Exercise directions >>
Would you reproduce the entries exactly, including every line?
(Input for this task Opens)
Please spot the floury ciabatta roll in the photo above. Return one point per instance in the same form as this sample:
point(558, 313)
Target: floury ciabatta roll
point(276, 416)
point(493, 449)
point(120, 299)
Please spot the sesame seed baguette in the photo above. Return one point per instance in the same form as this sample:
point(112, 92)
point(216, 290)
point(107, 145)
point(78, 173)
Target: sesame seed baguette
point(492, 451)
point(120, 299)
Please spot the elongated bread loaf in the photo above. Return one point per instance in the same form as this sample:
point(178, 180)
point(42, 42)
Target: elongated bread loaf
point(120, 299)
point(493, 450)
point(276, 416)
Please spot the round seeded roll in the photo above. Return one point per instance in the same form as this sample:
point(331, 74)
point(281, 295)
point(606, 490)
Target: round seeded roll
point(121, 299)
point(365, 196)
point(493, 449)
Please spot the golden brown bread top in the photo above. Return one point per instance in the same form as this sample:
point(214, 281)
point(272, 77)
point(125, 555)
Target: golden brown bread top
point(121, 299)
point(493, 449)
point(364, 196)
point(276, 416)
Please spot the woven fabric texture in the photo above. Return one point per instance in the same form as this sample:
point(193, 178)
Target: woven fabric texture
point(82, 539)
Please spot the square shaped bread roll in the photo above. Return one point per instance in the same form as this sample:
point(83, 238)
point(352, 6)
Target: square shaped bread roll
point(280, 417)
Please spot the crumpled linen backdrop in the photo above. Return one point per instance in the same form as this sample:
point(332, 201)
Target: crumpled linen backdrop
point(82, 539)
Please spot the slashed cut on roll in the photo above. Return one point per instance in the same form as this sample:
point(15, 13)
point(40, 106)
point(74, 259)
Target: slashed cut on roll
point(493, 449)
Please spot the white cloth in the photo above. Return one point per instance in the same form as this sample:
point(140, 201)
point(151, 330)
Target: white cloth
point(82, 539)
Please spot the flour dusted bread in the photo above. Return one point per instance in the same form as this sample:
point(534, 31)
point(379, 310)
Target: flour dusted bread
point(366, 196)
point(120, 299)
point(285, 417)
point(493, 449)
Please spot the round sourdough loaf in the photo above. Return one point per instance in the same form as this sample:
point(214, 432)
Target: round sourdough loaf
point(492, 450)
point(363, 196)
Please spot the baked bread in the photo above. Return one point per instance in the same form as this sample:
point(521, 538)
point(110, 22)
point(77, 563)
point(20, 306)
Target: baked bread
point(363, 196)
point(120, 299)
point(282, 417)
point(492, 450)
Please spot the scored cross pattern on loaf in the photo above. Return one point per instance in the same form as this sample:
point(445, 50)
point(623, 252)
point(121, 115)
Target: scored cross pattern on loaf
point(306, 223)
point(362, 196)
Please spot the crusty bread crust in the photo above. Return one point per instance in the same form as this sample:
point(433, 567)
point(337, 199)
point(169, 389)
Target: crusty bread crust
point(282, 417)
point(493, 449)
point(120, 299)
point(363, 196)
(Input for this task Closes)
Answer for this exercise >>
Please spot the floury ciabatta roll in the photo above. Return one point per instance in the same form as this sample:
point(558, 313)
Target: floury ciabatta roll
point(276, 416)
point(493, 449)
point(120, 299)
Please spot the sesame seed baguette in the photo above. Return one point per instance in the same form as this sample:
point(112, 92)
point(216, 290)
point(107, 145)
point(78, 173)
Target: sesame seed baguette
point(492, 451)
point(120, 299)
Please spot the elongated bread loaf in the photo above. Return one point per instance in the same form as this sample:
point(178, 180)
point(42, 42)
Target: elongated bread loaf
point(120, 299)
point(493, 450)
point(276, 416)
Please spot the round seeded roll in the photo above. Return one point per instance in the same form as this sample:
point(331, 74)
point(281, 295)
point(606, 490)
Target: round seeded roll
point(121, 299)
point(365, 196)
point(493, 449)
Please spot the golden brown bread top in the photo above. Return one point per instance in the same form as this sample:
point(214, 281)
point(272, 77)
point(125, 555)
Target: golden brown bread top
point(121, 299)
point(493, 449)
point(364, 196)
point(276, 416)
Please spot the woven fabric texture in the photo above. Return one point per instance in the same form as this sample:
point(193, 178)
Target: woven fabric texture
point(82, 539)
Please spot the square shaped bread roll in the photo above. Return one point per instance in the same form as this sample:
point(83, 238)
point(352, 6)
Target: square shaped bread roll
point(280, 417)
Please spot the crumpled linen backdrop in the photo above. Return one point per instance in the same form as this sample:
point(332, 201)
Target: crumpled linen backdrop
point(82, 539)
Please spot the slashed cut on roll in the photo above. Return one point per instance in the same form as this sample:
point(15, 13)
point(40, 106)
point(74, 259)
Target: slashed cut on roll
point(493, 449)
Please spot the white cloth in the photo above. Return one point per instance in the same form as this sample:
point(140, 201)
point(151, 330)
Target: white cloth
point(82, 539)
Please spot the flour dusted bread in the photo above. Return one point per instance in the same form as this sample:
point(534, 31)
point(379, 310)
Target: flour dusted bread
point(366, 196)
point(120, 299)
point(285, 417)
point(493, 449)
Please spot the round sourdough loaf in the photo above. Return one point per instance in the same form as this sample:
point(214, 432)
Target: round sourdough loaf
point(492, 450)
point(363, 196)
Please spot the baked bread in the photo above. Return one point per instance in the same form as this sample:
point(521, 538)
point(110, 22)
point(77, 563)
point(20, 306)
Target: baked bread
point(363, 196)
point(120, 299)
point(282, 417)
point(492, 450)
Please spot the scored cross pattern on loaf in the photo above. Return one point per instance in the same form as this sample:
point(445, 50)
point(623, 252)
point(121, 115)
Target: scored cross pattern on loaf
point(306, 223)
point(362, 196)
Please spot the crusty bread crust in the photo above. Return one point per instance in the same form as this sample:
point(433, 567)
point(337, 199)
point(169, 389)
Target: crusty bread crust
point(282, 417)
point(493, 449)
point(120, 299)
point(363, 196)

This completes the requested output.